Which lines of the rows below contain the string "stands"? Gather each one and copy it out in full.

----- Input data

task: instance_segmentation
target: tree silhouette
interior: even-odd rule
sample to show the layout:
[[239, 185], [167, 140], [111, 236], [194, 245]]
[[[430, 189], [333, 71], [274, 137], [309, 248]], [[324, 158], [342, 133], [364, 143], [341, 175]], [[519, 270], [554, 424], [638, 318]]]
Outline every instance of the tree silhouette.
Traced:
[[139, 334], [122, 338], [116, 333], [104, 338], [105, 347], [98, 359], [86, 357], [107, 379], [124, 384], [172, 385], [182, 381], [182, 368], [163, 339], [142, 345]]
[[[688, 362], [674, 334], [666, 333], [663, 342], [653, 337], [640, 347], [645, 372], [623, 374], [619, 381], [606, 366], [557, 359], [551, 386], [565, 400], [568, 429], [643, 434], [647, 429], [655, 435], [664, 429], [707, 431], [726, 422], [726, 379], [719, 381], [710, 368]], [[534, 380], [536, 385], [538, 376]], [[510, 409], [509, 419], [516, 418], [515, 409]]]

----------
----- Input data

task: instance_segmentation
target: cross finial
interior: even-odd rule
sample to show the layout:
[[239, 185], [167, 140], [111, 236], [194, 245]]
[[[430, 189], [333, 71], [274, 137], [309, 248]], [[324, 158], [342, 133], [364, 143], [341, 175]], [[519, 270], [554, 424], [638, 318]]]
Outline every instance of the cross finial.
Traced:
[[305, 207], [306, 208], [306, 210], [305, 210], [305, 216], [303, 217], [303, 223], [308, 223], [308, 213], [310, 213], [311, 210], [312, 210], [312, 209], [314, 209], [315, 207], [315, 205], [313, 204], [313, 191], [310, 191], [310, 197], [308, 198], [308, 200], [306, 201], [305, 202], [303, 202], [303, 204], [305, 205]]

----------
----- Input data

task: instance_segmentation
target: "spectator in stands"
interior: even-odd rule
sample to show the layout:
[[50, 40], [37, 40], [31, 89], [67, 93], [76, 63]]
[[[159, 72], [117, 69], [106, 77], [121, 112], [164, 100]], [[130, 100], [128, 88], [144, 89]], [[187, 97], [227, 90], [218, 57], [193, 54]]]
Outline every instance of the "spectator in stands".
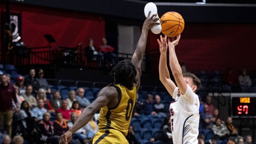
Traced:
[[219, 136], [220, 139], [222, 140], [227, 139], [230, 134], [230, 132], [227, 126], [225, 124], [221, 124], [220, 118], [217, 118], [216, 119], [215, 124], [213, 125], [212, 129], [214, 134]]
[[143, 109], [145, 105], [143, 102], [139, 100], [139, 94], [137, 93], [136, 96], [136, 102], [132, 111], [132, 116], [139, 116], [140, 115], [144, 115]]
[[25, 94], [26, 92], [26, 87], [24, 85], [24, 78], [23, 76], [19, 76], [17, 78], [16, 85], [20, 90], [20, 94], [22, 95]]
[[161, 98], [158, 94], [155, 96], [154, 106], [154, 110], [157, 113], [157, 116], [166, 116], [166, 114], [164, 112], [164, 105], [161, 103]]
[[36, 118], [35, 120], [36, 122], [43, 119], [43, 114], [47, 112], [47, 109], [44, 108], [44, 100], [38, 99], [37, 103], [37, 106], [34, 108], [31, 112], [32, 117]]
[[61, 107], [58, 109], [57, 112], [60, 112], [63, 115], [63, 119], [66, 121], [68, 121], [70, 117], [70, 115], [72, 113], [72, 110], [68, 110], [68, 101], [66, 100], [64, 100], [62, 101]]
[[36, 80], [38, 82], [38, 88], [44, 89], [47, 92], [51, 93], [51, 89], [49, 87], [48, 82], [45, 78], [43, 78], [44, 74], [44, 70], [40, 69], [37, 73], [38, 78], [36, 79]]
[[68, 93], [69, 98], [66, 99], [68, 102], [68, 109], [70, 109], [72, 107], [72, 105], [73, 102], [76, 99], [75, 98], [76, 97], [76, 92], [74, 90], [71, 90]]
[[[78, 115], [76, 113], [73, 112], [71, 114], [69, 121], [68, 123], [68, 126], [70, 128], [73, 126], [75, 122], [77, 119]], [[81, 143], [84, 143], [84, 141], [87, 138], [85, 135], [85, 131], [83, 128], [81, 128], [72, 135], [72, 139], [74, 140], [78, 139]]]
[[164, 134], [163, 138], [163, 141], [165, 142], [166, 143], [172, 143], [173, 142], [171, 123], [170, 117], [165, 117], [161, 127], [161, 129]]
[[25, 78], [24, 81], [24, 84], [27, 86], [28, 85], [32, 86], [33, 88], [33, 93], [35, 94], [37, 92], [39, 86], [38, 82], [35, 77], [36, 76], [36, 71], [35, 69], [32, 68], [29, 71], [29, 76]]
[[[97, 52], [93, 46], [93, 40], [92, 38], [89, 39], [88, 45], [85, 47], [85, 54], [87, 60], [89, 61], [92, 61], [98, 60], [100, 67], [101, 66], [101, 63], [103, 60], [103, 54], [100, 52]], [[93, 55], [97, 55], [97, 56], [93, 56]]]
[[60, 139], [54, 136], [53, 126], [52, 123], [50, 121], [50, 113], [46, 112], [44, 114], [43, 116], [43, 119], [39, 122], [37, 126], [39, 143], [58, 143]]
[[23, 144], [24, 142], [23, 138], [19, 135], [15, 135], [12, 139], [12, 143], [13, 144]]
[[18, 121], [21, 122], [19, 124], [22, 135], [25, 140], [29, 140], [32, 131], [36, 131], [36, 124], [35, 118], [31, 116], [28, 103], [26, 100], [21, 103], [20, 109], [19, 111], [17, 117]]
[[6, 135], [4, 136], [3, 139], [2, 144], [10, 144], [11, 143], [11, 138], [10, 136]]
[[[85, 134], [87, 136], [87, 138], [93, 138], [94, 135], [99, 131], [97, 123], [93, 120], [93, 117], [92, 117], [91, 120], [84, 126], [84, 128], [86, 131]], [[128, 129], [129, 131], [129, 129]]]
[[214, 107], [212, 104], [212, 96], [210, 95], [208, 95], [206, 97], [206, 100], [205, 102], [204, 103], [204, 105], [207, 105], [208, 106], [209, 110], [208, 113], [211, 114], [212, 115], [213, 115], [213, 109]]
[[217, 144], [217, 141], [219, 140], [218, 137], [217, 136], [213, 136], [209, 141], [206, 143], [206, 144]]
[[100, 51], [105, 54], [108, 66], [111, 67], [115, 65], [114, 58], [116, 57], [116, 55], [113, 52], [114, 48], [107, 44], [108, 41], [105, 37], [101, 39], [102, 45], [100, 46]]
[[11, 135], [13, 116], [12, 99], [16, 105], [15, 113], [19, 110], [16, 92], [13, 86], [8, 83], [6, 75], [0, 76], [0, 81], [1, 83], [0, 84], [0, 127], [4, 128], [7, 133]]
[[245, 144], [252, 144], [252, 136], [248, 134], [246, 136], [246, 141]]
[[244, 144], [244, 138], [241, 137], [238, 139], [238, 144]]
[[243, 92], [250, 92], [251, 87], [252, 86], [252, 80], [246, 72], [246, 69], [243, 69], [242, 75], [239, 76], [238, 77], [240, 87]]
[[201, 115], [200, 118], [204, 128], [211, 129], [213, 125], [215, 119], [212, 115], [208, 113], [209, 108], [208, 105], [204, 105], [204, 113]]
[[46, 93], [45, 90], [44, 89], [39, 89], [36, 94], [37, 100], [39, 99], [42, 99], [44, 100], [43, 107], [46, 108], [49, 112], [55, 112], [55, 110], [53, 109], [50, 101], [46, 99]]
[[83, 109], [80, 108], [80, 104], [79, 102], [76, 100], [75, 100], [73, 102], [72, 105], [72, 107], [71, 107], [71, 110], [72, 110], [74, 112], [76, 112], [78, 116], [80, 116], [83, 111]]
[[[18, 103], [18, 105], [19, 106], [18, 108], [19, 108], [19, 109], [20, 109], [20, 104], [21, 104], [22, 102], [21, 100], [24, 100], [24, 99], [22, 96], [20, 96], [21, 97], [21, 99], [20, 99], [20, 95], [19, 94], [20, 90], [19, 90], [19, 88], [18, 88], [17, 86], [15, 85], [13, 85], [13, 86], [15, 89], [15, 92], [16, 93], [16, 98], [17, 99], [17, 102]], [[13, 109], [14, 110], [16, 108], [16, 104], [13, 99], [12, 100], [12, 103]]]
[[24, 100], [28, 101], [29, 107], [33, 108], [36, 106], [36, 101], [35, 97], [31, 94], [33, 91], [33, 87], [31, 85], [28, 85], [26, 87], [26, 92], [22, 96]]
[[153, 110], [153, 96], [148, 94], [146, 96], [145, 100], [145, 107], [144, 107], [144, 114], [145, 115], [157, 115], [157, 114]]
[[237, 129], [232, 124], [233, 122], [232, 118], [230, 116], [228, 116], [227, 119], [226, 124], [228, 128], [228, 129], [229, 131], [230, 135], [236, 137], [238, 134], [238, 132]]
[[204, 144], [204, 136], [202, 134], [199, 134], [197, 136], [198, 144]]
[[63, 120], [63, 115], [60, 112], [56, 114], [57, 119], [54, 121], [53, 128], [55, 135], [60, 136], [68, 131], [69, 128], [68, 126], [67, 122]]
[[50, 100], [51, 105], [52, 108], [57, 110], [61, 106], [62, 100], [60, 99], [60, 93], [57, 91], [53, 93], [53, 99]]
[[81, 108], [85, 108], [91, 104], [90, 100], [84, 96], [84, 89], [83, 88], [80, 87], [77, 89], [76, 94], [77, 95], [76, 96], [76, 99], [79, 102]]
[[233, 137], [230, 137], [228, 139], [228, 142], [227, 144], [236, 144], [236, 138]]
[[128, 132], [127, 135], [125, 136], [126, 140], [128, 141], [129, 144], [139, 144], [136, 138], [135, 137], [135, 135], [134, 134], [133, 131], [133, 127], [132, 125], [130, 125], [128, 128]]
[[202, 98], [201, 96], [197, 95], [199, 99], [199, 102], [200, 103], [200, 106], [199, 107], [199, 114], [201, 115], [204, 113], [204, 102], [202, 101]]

----------

Expected output
target: "spectator in stands"
Outline every instance of the "spectator in stands".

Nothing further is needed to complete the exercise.